In some regions change has been astoundingly quick. In India the share of women marrying by the age of 18 has dropped from 47% to 27% in a single decade. “Love marriages” remain disreputable in India, and arranged marriages the norm. But, as in many traditional societies, young people have more say. Some can veto the mates their families suggest; others choose their own, subject to a parental veto. Across the world, popular culture is raising expectations of what a good marriage is like, and dating websites are giving singletons vastly more options.

Ring the changes

The worrying part is what is going on in rich countries. In the West marriage is in excellent shape, but only among the well-off. Elite couples delay tying the knot to allow time to get established in a career, but they still tie it before having children. Working-class people, by contrast, are dramatically less likely to put a ring before a cradle than in previous generations. Among the college-educated in America, only 12% of births are to unmarried mothers; among those who dropped out of high school, the rate is 70%, up from 43% in the early 1980s. Similar trends can be seen across the wealthy world: the average out-of-wedlock birth rate for OECD countries is 40%.

If marriage were just a piece of paper this would not matter. However, it is much more than that. Although a wedding cannot turn a flimsy relationship into a strong one, it adds scaffolding that can save one that is in between. Making a public, lifelong commitment to another person is not the same as drifting into cohabitation to share the rent. And this matters a lot if children are involved. One study in America found that 18% of married couples broke up within five years of a birth, compared with 47% of cohabiting couples.

Children from stable backgrounds tend to do better in school and life—and are more likely to form stable unions of their own. Add the trend towards “assortative mating”, when high-achievers marry other high-achievers, and the gap between elite and working-class families yawns. Affluent parents intensively nurture their children for success; the offspring of less fortunate homes fall far behind before they ever set foot in a school. The marriage gap makes rich countries more unequal, and retards social mobility.

**WRITTEN INSTRUCTION A**
Within the listing, rewrite the lines from the one holding "like [3, 24]." through the end of the listing, inclusive, and replace "innermost" with "most central" while keeping all else unchanged. Leave the pictures out of your answer.

(Coordinate labeling data)
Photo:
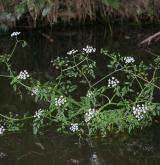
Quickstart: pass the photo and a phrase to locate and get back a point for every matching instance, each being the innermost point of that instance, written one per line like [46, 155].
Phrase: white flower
[71, 52]
[23, 75]
[74, 127]
[89, 115]
[34, 91]
[89, 94]
[89, 49]
[113, 82]
[38, 113]
[60, 101]
[15, 34]
[2, 130]
[139, 111]
[128, 60]
[2, 155]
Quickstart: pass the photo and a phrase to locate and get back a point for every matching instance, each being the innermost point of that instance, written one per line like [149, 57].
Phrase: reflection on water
[23, 148]
[142, 149]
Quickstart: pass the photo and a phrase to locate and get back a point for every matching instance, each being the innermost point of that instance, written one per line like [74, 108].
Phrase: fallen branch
[150, 38]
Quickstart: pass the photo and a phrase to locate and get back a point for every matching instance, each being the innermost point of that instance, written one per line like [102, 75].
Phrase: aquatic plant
[121, 100]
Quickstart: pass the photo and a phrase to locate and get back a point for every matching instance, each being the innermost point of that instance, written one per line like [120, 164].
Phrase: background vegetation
[43, 12]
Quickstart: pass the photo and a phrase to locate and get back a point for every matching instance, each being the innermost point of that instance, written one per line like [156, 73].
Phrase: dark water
[143, 148]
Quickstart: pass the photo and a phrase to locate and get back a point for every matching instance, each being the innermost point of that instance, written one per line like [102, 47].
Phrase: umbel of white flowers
[128, 59]
[89, 115]
[139, 111]
[38, 113]
[23, 75]
[74, 127]
[113, 82]
[60, 101]
[15, 34]
[89, 49]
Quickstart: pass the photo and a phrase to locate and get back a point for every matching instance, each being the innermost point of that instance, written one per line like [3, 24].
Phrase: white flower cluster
[2, 130]
[34, 91]
[89, 94]
[2, 155]
[74, 127]
[15, 34]
[23, 75]
[139, 111]
[89, 49]
[89, 115]
[72, 52]
[128, 60]
[113, 82]
[60, 101]
[38, 113]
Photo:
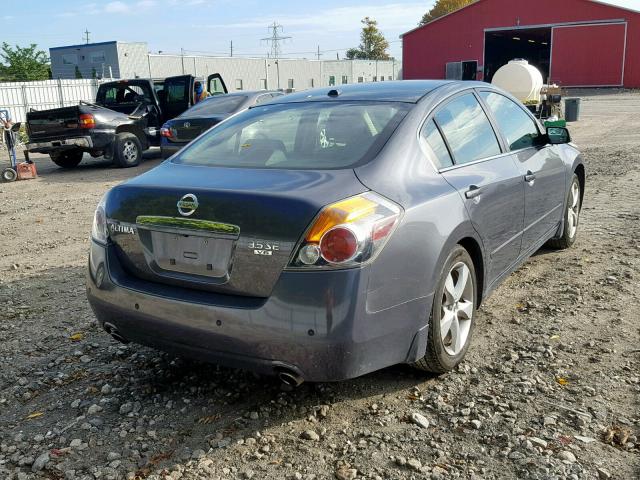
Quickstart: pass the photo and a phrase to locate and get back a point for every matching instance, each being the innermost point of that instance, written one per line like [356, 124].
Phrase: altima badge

**WRITTEN INSTRUCTION B**
Decide whether each statement agrees with the marriage text, answering yes or no and quoting the deciding words: (i) In India the share of women marrying by the age of 18 fell from 47% to 27% in a single decade. (ii) Among the college-educated in America, 70% of births are to unmarried mothers. (iii) One study in America found that 47% of married couples broke up within five years of a birth.

**EXPECTED ANSWER A**
Quickstart: pass the photo and a phrase to locate and get back a point for every matching instance, each being the most central point of that instance, written one per line like [3, 24].
Phrase: white flower cluster
[2, 130]
[34, 91]
[89, 94]
[2, 155]
[74, 127]
[15, 34]
[23, 75]
[139, 111]
[89, 49]
[89, 115]
[72, 52]
[128, 60]
[113, 82]
[60, 101]
[38, 113]
Photo:
Quickstart: pass the photo and a phrase to locate and get back a point for every matching instance, each being the most central point of that instance, written one per line like [356, 124].
Phrase: altima badge

**EXPECTED ANSWER B**
(i) Yes: "In India the share of women marrying by the age of 18 has dropped from 47% to 27% in a single decade."
(ii) No: "Among the college-educated in America, only 12% of births are to unmarried mothers."
(iii) No: "One study in America found that 18% of married couples broke up within five years of a birth, compared with 47% of cohabiting couples."